Validation of the risk score-relevant genes in breast cancer tissue

Immunohistochemistry demonstrated the expression of DTX1, FEZ1, FOXJ1, FXYD3, HOXC13, LEF1, MMP25, NFE2, NRG1, SCG2, TP63, and ULBP2 (Figure 11).

Differences in drug response between the low- and high-risk breast cancer groups

As shown in Figure 12, the high-risk breast cancer cohort showed a significantly higher response to paclitaxel, cytarabine, camptothecin, erlotinib, and gefitinib, while the low-risk cohort showed a significantly better response to lapatinib.

Figure 12. Durg-response analysis of (A) Paclitaxel. (B) Camptothecin. (C) Cytarabine. (D) Lapatinib. (E) Erlotinib. (F) Gefitinib.

Discussion

Breast cancer is a heterogeneous disease with a high incidence rate and poor prognosis [35]. As the molecular mechanism of breast cancer is complex, continuous studies aim to identify better molecular typing of breast cancer. Wang et al. [7] developed a five-gene (EDN2, CLEC3B, SV2C, WT1, and MUC2) prognostic signature using LASSO Cox regression analysis. Gao et al. [6] developed a pyroptosis-related lncRNA-associated (AC121761.2, AC027307.2, LINC01871, U73166.1, AL513477.2, AC005034.5 and AL451085.2) predictive model using LASSO Cox regression analysis. However, these risk models only considered the molecular status. Indeed, breast cancer is a complicated disease that requires additional considerations. Our nomogram is a comprehensive prognostic prediction tool that includes clinical characteristics, NMF clustering-based typing, and the risk score. Many multigene analysis-based models have been published in the last decade [36–38]. NMF clustering is a novel typing method that is rarely used in breast cancer and with which we can achieve a more detailed typing to predict more accurate prognoses for breast cancer patients.

------------------------------

> [Problems to solve]
1. According to the breast cancer passage, which drug did the low-risk cohort respond to significantly better?
2. Carry on the breast cancer passage from its last sentence.
The entries that follow are not needed for these tasks.

> [Extracted information]
------------------------------

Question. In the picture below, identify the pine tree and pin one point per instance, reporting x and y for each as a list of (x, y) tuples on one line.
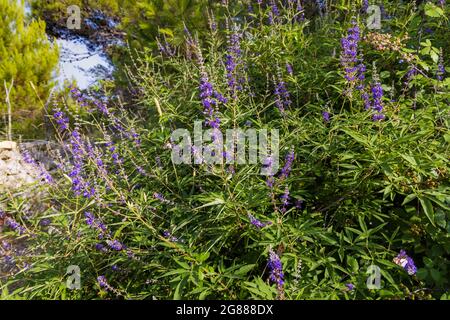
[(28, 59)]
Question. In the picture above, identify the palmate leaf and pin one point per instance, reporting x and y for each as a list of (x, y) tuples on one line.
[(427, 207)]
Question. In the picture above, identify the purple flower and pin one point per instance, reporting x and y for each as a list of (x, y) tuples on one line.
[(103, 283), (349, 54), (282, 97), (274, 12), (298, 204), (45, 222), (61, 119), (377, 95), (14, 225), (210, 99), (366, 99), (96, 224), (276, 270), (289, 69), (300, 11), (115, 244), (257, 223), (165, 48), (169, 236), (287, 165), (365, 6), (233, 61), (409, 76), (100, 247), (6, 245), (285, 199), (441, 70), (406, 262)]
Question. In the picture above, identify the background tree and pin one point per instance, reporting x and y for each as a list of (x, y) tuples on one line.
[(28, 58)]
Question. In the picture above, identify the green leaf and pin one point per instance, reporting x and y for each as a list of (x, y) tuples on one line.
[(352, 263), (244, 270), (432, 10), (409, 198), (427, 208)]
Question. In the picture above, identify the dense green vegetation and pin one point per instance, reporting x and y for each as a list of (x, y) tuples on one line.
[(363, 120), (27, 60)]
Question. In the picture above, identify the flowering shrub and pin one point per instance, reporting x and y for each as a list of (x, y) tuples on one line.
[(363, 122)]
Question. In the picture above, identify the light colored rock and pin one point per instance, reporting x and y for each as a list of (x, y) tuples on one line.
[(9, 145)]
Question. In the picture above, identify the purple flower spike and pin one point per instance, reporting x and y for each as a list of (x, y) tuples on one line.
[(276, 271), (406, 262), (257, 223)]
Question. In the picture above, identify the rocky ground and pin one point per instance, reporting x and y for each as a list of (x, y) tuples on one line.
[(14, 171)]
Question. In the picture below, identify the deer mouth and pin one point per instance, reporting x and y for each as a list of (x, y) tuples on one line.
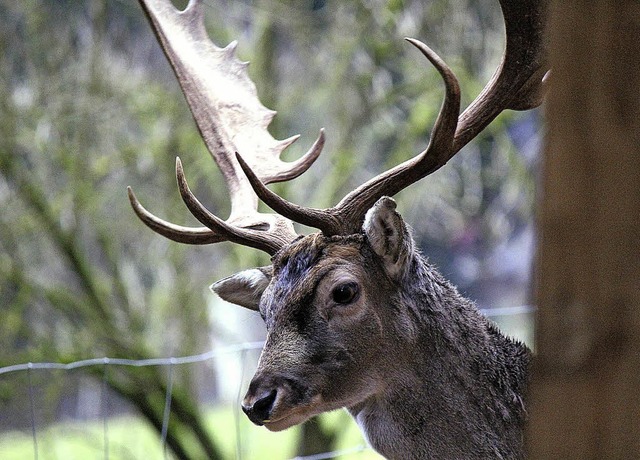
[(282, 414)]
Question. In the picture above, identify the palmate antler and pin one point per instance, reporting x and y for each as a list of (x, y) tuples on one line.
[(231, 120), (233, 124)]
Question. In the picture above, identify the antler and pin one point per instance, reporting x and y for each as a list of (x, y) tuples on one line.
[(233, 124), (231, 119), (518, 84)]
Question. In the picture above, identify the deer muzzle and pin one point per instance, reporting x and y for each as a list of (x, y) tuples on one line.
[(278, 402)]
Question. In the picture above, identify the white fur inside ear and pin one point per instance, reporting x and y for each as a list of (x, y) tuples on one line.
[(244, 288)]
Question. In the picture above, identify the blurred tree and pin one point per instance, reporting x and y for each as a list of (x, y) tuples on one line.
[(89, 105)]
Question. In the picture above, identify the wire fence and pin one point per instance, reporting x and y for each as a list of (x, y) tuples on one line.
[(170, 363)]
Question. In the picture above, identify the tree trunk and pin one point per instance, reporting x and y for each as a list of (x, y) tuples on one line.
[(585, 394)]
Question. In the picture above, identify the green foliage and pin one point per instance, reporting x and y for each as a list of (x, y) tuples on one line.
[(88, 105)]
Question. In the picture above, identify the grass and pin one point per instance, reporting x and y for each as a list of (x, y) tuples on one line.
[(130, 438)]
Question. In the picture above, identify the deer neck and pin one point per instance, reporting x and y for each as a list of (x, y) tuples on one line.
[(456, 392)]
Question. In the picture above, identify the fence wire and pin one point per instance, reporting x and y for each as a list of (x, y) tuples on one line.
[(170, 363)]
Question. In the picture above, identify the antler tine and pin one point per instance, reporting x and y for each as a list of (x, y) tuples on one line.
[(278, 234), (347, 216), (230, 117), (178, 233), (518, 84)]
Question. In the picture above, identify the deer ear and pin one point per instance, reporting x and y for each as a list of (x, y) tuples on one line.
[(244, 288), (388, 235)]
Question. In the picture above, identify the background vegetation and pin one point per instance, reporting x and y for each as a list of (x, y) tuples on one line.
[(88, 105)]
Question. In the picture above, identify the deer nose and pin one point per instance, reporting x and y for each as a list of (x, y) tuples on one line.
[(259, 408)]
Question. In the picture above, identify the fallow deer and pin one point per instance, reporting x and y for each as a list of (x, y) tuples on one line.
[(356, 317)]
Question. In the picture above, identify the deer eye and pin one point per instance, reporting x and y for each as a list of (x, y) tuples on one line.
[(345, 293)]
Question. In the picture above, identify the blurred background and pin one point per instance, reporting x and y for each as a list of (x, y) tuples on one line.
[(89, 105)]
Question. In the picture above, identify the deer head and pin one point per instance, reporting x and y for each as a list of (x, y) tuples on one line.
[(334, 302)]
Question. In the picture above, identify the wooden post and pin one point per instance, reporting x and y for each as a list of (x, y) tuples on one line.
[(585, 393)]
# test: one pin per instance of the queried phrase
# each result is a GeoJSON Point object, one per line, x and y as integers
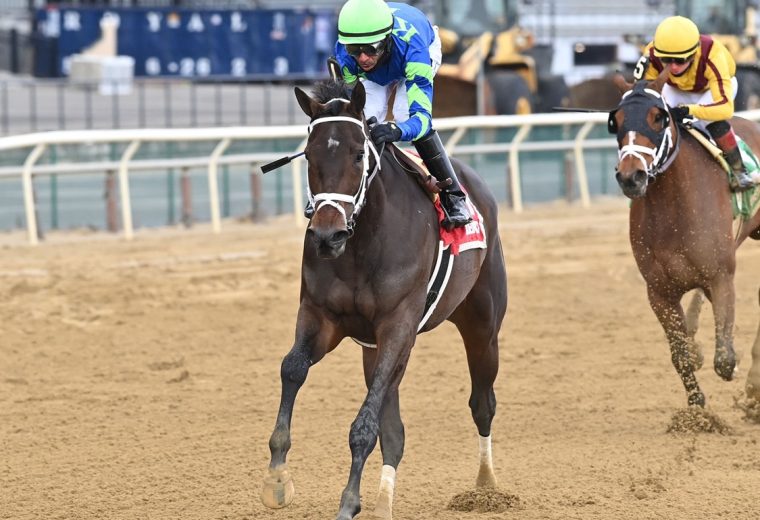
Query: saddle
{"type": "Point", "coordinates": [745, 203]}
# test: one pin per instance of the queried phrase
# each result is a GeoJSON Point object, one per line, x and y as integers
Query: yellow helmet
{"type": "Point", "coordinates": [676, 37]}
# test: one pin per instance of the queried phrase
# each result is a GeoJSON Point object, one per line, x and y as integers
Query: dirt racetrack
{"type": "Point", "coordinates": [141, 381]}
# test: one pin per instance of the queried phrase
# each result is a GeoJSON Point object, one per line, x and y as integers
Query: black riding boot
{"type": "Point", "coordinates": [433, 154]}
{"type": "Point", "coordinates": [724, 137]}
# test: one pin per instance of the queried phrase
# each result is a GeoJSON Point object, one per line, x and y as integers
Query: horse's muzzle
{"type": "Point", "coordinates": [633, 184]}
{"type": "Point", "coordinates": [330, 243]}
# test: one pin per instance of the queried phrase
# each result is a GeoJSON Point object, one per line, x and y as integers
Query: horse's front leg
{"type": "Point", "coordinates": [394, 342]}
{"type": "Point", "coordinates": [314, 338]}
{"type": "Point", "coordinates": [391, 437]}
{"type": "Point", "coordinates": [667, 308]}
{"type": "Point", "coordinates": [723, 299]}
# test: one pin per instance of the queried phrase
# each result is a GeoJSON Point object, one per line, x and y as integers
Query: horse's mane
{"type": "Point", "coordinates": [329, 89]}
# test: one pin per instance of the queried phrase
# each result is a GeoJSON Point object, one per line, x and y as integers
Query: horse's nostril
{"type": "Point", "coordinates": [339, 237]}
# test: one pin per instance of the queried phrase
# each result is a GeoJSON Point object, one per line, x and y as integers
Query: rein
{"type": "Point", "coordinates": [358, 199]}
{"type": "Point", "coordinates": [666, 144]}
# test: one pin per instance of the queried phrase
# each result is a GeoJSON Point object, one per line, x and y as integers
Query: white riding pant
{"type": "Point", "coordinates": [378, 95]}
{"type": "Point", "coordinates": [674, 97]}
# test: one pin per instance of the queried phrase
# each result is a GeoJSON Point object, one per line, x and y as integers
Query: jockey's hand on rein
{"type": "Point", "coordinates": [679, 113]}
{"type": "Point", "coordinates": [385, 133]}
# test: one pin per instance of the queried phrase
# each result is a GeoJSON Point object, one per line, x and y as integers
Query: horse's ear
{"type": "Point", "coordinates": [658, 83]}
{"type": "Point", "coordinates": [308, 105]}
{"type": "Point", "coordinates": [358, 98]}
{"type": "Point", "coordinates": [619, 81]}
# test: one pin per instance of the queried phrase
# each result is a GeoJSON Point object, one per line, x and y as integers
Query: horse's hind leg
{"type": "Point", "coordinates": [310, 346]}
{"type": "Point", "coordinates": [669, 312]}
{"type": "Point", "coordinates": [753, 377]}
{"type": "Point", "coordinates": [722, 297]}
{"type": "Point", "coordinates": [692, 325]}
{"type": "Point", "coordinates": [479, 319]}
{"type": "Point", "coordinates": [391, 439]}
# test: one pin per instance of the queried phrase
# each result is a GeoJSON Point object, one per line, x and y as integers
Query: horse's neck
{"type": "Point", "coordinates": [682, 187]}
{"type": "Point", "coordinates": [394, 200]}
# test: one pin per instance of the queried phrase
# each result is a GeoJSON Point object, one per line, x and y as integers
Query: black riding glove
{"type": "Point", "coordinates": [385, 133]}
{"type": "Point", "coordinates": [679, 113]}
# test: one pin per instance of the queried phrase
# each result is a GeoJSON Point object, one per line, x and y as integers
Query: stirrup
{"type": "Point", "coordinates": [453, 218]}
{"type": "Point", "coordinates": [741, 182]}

------------------------------

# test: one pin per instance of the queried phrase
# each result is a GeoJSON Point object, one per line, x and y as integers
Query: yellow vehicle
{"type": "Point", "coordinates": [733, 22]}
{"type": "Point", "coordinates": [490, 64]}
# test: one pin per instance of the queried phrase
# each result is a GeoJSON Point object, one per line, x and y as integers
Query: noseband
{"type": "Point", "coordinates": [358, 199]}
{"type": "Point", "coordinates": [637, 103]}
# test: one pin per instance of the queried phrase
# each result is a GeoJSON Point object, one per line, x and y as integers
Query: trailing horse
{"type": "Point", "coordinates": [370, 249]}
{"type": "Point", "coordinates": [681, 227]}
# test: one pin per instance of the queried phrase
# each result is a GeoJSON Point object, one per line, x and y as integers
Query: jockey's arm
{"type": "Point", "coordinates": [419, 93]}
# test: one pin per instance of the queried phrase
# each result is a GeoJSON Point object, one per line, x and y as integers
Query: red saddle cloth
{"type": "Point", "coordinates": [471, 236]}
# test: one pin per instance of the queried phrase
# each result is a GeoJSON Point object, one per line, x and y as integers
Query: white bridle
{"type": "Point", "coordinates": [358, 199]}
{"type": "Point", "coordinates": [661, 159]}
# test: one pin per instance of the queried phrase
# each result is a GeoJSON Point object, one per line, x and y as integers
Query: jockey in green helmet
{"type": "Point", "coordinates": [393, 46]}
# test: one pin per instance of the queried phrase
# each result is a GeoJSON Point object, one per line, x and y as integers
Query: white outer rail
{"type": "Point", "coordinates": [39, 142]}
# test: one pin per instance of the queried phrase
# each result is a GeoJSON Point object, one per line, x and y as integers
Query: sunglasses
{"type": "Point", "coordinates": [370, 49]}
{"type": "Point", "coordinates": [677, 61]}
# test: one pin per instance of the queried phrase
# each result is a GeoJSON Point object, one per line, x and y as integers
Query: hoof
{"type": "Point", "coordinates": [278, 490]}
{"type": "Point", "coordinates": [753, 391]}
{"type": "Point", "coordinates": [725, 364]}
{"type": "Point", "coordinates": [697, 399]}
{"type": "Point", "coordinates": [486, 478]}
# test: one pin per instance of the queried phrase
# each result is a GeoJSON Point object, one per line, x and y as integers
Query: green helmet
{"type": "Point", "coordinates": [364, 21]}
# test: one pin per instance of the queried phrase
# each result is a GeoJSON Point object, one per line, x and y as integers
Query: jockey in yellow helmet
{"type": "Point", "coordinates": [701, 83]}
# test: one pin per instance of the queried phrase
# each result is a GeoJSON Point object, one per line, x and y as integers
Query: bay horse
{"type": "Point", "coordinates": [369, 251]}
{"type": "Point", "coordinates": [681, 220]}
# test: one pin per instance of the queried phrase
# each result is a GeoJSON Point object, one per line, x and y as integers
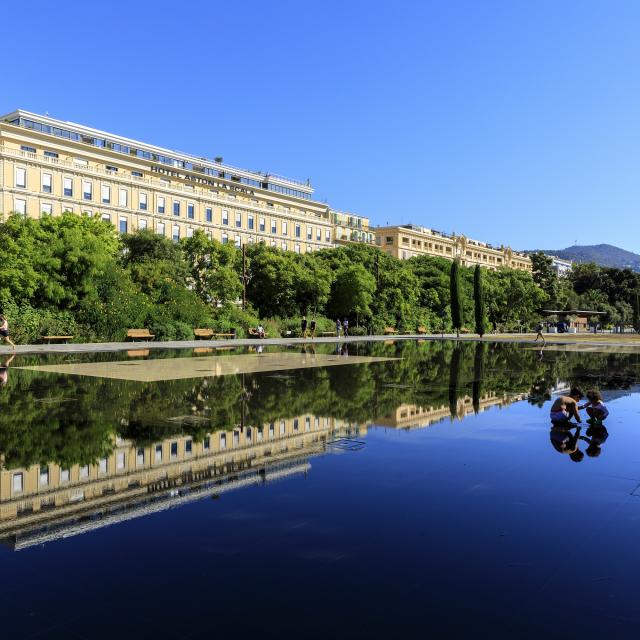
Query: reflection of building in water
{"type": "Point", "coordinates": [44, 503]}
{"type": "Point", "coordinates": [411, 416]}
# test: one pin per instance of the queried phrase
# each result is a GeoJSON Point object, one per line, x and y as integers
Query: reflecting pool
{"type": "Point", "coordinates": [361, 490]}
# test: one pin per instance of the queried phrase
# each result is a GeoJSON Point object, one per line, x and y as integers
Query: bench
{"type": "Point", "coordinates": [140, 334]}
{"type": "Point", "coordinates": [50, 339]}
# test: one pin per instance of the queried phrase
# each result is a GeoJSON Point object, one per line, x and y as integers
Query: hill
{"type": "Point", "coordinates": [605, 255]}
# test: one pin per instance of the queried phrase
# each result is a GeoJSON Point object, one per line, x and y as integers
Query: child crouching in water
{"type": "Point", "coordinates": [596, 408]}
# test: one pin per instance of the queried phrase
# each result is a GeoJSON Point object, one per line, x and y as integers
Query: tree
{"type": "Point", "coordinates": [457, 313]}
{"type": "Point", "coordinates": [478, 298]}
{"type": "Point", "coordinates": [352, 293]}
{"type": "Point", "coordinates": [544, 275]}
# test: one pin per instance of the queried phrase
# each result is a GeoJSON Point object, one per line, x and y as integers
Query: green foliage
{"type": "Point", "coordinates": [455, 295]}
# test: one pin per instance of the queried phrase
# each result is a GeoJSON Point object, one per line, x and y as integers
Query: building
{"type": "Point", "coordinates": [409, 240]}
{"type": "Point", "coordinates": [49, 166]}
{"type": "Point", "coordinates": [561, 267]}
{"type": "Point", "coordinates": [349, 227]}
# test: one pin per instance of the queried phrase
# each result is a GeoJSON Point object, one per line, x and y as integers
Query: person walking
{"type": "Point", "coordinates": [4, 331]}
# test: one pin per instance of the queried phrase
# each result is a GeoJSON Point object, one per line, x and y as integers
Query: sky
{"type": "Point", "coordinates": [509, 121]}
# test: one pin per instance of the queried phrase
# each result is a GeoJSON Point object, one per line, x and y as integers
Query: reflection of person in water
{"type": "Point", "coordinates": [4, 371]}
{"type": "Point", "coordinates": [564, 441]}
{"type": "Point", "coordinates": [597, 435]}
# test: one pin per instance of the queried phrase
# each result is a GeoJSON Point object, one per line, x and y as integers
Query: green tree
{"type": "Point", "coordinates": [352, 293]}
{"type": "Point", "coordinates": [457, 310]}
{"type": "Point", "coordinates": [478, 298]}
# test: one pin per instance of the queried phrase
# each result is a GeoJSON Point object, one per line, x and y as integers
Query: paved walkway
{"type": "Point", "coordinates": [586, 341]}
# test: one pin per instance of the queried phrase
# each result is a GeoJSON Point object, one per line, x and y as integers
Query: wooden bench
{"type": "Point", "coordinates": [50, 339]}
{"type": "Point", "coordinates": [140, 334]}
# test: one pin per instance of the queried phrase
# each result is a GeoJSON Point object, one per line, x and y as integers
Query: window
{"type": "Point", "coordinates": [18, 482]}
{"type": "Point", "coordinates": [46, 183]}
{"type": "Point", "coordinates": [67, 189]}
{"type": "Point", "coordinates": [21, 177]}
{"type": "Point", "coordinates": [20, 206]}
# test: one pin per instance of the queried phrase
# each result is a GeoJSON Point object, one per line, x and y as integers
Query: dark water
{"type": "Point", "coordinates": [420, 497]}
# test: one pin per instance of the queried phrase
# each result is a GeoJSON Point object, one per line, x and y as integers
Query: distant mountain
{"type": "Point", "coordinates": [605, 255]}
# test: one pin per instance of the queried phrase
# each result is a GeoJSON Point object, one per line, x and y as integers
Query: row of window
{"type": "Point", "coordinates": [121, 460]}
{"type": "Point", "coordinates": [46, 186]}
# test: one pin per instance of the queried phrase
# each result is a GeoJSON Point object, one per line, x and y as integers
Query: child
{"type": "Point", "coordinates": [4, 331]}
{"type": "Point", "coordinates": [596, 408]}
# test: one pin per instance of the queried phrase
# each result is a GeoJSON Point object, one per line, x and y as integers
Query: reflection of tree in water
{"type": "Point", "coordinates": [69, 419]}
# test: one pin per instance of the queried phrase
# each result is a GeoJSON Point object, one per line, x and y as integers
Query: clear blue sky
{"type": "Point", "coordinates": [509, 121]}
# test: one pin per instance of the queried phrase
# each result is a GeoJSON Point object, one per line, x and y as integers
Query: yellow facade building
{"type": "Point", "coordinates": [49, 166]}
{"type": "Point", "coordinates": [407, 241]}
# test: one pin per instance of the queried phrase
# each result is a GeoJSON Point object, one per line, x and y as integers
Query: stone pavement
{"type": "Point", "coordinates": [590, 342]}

------------------------------

> [Exercise answers]
1. Lapatinib.

2.
Based on the shared DEG expression and survival data of breast cancer patients, eight novel subtypes were identified. According to the K-M survival plots, C4 and C5 breast cancer had a better OS and PFS, whereas C6 had an obviously poor prognosis. Notably, C4 and C5 breast cancer had high neutrophil infiltration, while C6 breast cancer had lower levels of neutrophil infiltration. As one of the most important immune cell types, neutrophils play a vital role in cancer progression, such as by directly eliminating cancer cells, releasing factors that affect the tumor microenvironment (TME), and producing reactive oxygen and nitrogen species [39]. These anti-tumor effects might account for the better prognosis of C4 and C5 breast cancer. Moreover, we found that C4 and C5 breast cancer had a low number of monocytes and that C6 breast cancer had highest monocyte infiltration. Mononuclear cells are precursors of tumor-associated macrophages (TAMs) which comprise the most abundant proportion of tumor-infiltrating immune cells [40]. Substantial evidence showed that TAMs are highly associated with poor prognosis in cancer [41, 42]. The potential mechanism of TAMs is complicated and includes tumor promotion, an increase in cancer resistance, and promotion of cancer cell migration [43–46]. Undoubtedly, mononuclear cells are important in the breast cancer microenvironment, as they have the potential to predict prognosis and become a therapeutic target.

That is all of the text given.